## Problem 1:
Please find each line in the rows below that contains the string "spoon" and copy those lines out, treating case as significant.
— START OF Document extract —
The New York City Subway is the circulatory system for the global capital of finance and media, and today this 114-year-old engineering marvel is coming apart. Stalled trains, signal breakdowns, and constant line closures are complicating the lives of New Yorkers, who ride the trains more than five and a half million times a day.

The MTA, the public agency that runs the subways, is woefully mismanaged, fiscally irresponsible, and politically captured. Thanks to the clout of the Transit Workers Union, subway workers on average make $155,000 in total annual compensation, or more than twice as much as the passengers they serve.

The political response to this crisis has been mainly to devise new ways to collect more money for this troubled operation, such as a new “millionaires tax” or by imposing additional tolls and surcharges on cars.

But a major lesson from the first 114 years of subway history is that giving the MTA more money from outside sources is like bringing an alcoholic to an open bar. The path to real reform and accountability is to make the subway live off its customers once and for all.

“The rider should be paying the full cost with the exception of low income folks, where there’s going to be some subsidy,” says Baruch Feigenbaum, who’s the assistant director of transportation policy at the Reason Foundation, the 501c(3) nonprofit that publishes Reason.com and Reason TV. “That is the most efficient system. It’s also the best system for the rider, because if the rider is the one paying the cost, then the transit agency is serving the rider. If Albany is bailing out the transit system, then it’s going to be whatever Albany wants.”

Lately, “whatever Albany wants” has included budget items big and small that don’t have any impact on service and reliability, such as the $5 million that the MTA spent bailing out three ski resorts in upstate New York and the $1.4 billion Fulton Street Transit Center.

And this is a theme that extends all the way back to the system’s early days. The subway’s troubles are deeply rooted in the decline of the fare as its primary revenue source.

When the subway opened in 1904, it was five cents a ride, which was more than enough to finance operations. But when inflation eroded the value of a nickel, the city refused to permit fare increases. By 1920, 500 other U.S. cities had raised fares on their transit systems. Meanwhile, New York City’s populist mayor, John Hylan, campaigned on the preservation of the nickel fare, calling it “as sacred and binding as any contract ever drawn in the history of financial transactions the world over.”
— END OF Document extract —
— START OF Information supplied —
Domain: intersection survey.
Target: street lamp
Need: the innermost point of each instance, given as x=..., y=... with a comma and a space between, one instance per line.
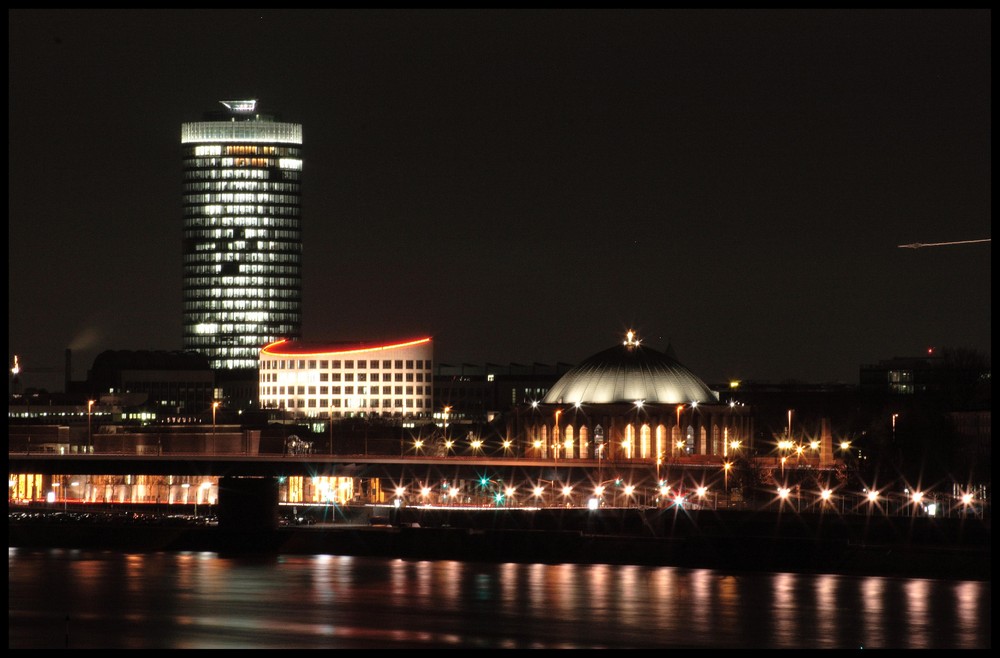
x=90, y=436
x=215, y=406
x=555, y=437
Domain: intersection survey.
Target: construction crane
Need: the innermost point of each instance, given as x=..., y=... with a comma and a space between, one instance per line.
x=920, y=245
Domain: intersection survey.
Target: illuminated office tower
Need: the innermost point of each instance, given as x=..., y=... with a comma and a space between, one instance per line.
x=242, y=234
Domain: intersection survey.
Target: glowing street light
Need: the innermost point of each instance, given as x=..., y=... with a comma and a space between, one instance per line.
x=90, y=436
x=215, y=407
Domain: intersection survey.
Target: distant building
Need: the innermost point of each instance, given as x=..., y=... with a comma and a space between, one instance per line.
x=478, y=392
x=165, y=382
x=347, y=379
x=633, y=403
x=242, y=238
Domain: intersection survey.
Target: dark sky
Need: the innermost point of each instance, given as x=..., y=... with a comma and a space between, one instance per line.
x=526, y=185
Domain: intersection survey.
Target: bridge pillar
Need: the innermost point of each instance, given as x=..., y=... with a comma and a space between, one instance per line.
x=248, y=503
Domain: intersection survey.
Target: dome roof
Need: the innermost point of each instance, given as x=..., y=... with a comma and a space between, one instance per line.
x=630, y=372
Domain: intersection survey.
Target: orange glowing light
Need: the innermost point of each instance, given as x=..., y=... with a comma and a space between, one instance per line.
x=290, y=348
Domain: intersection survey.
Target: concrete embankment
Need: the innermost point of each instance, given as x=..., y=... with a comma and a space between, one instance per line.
x=738, y=541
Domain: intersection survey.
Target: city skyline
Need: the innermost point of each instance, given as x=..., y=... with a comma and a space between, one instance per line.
x=526, y=186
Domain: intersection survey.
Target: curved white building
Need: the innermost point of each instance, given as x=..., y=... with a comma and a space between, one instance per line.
x=343, y=379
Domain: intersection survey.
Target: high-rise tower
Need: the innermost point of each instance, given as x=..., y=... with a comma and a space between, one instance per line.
x=242, y=234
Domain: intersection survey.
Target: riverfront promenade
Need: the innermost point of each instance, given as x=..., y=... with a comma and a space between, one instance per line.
x=953, y=548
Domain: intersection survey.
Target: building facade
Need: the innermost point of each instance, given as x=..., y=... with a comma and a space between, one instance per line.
x=632, y=403
x=346, y=379
x=242, y=240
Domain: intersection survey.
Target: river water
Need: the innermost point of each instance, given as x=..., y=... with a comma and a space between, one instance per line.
x=61, y=598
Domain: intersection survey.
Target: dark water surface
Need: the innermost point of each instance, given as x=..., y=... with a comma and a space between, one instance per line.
x=61, y=598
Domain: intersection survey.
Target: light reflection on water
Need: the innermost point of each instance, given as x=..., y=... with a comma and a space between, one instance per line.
x=82, y=599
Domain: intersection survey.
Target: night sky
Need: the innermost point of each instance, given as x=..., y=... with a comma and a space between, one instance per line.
x=524, y=186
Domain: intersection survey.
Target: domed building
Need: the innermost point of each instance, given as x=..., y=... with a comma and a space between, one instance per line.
x=633, y=403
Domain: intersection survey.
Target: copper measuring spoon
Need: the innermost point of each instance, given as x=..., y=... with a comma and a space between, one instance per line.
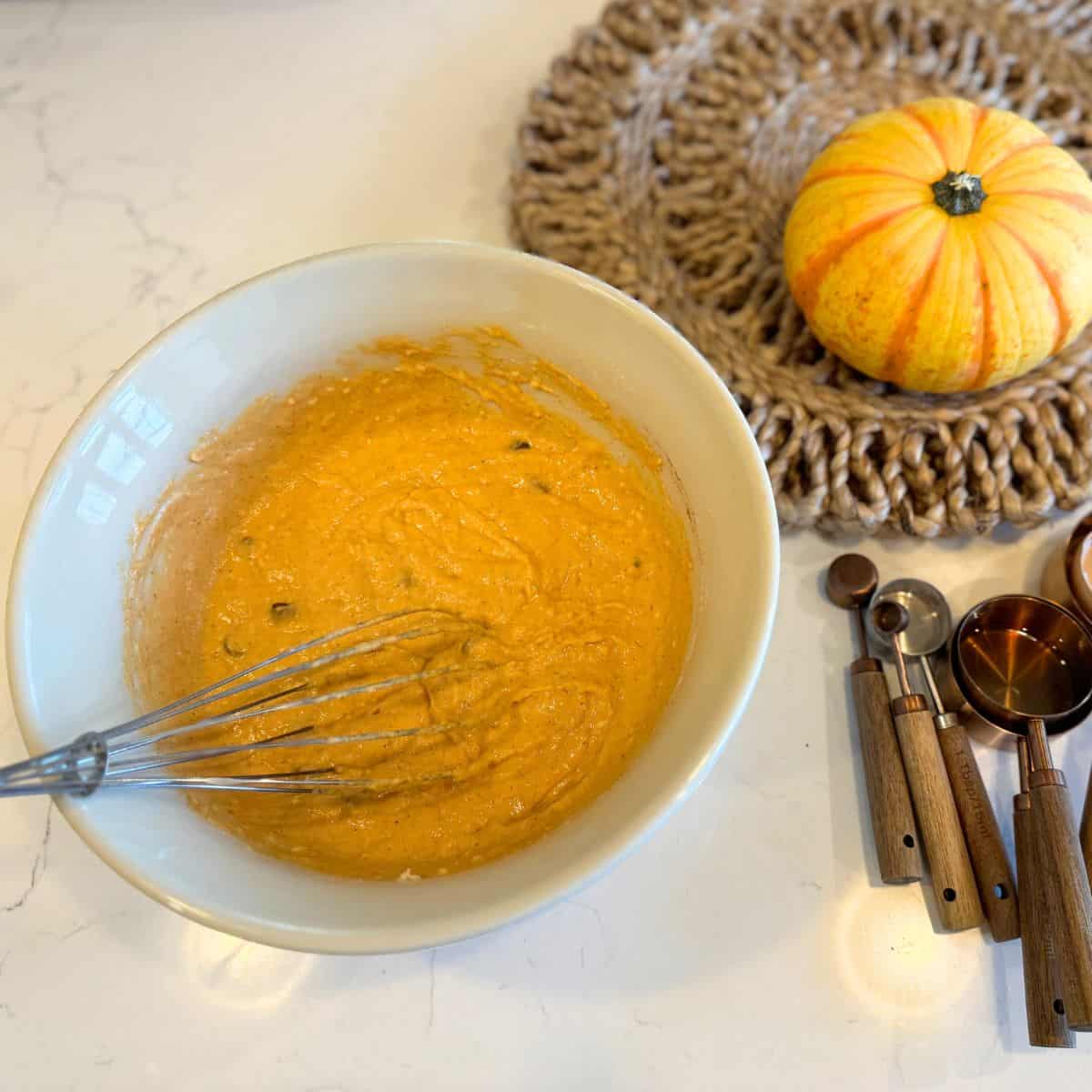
x=927, y=631
x=851, y=581
x=1025, y=664
x=958, y=904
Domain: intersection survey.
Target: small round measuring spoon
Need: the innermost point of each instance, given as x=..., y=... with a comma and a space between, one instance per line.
x=927, y=631
x=1026, y=665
— END OF Information supplied —
## Problem 2:
In the subway excerpt above, how much did a ride cost when the subway opened in 1904?

## Right answer 1:
Target: copper measuring spoon
Target: small round measuring spoon

## Right answer 2:
Five cents a ride.